Nell'articolo sul suicidio medicalmente assistito chiesto da Mario, quale farmaco ha giudicato corretto la commissione multidisciplinare istituita dall'Asur?

[TESTO ESTRATTO]

E’ corretto l’uso del Tiopentone per il suicidio medicalmente assistito chiesto da Mario, 44 enne tetraplegico marchigiano che ha chiesto all’Azienda sanitaria Unica Regionale (Asur) di applicare la sentenza della Consulta Cappato-Dj Fabo. A deciderlo è stata una commissione multidisciplinare di esperti, istituita dall’Asur. Soddisfazione arriva dall’Associazione Luca Coscioni che parla di “una svolta storica”.
Già il comitato etico regionale delle Marche aveva dato il via libera all’applicazione della sentenza della Corte costituzionale, individuando in Mario le condizioni richieste. Mancavano la scelta del farmaco e le modalità di somministrazione.
Tutto è iniziato 15 mesi fa, quando Mario ha richiesto al tribunale di Ancona che l’Asur verificasse la sussistenza dei requisiti. Nello scorse settimane Mario aveva anche denunciato lo stesso Comitato e l’Asur Marche per il reato di tortura, oltre che per il reato di omissione di atti di ufficio e tutti gli ulteriori reati collegati che potessero configurarsi, “a causa dei continui ostruzionismi e omissioni, che si manifestavano sotto forma di mancate verifiche sul farmaco e le relative modalità di somministrazione”, fa sapere l’associazione Coscioni, che lo ha assistito. “Sul cosiddetto ‘aiuto al suicidio’, da oggi in Italia abbiamo non solo delle regole precise, stabilite dalla Corte costituzionale nella ‘Sentenza Cappato’, ma anche delle procedure e delle pratiche mediche definite che includono le modalità di auto-somministrazione del farmaco da parte del paziente”, hanno commentato la legale Filomena Gallo, codifensore di Mario e il segretario nazionale dell’Associazione Luca Coscioni, e Marco Cappato, tesoriere dell’associazione.
“La validazione del farmaco e delle modalità di auto-somministrazione creano finalmente un precedente che consentirà a coloro che si trovano e si troveranno in situazione simile a quella di Mario di ottenere, se lo chiedono, l’aiuto alla morte volontaria senza dover più aspettare mesi subendo la tortura di una sofferenza insopportabile contro la propria volontà. Sarebbe ora grave – sottolineano – se il Parlamento insistesse a voler approvare delle norme, come quelle in discussione alla Camera, che restringono, invece che ampliare, le regole già definite dalla Corte costituzionale. E’ a questo punto ancora più importante che si possa tenere il referendum sul fine vita – concludono – che consentirebbe di eliminare la discriminazione nei confronti di coloro che devono essere aiutati da un medico per ottenere di porre fine alla propria vita senza soffrire – una possibilità oggi vietata perché si configura il reato di ‘omicidio del consenziente'”.

[/TESTO ESTRATTO]
[DATI MOSTRATI]

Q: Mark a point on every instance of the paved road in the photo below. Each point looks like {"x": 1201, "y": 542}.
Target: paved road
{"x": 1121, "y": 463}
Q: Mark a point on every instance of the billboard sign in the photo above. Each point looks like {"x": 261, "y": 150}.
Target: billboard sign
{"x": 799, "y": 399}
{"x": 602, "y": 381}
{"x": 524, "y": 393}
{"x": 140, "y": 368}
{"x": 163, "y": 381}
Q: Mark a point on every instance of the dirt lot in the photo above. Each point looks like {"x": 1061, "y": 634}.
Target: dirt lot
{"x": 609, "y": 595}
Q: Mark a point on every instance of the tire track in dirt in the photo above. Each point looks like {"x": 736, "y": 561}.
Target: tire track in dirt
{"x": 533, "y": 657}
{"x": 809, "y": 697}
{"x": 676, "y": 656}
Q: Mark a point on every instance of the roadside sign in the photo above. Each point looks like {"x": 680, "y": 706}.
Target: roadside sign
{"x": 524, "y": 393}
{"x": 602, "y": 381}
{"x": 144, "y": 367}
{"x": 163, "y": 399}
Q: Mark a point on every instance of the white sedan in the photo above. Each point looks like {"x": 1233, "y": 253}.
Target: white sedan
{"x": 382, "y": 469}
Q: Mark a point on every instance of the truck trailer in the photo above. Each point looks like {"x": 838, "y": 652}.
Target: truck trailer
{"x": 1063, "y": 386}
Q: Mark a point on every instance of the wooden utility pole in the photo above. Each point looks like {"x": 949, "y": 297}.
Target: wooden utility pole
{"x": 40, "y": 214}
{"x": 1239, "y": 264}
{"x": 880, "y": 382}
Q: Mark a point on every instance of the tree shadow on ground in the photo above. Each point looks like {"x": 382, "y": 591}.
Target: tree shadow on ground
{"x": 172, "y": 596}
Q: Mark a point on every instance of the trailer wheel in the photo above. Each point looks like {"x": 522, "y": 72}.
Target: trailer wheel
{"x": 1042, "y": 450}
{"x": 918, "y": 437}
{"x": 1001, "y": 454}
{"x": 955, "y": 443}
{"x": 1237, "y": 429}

[/DATI MOSTRATI]

### RISPOSTA AL COMPITO
Il Tiopentone.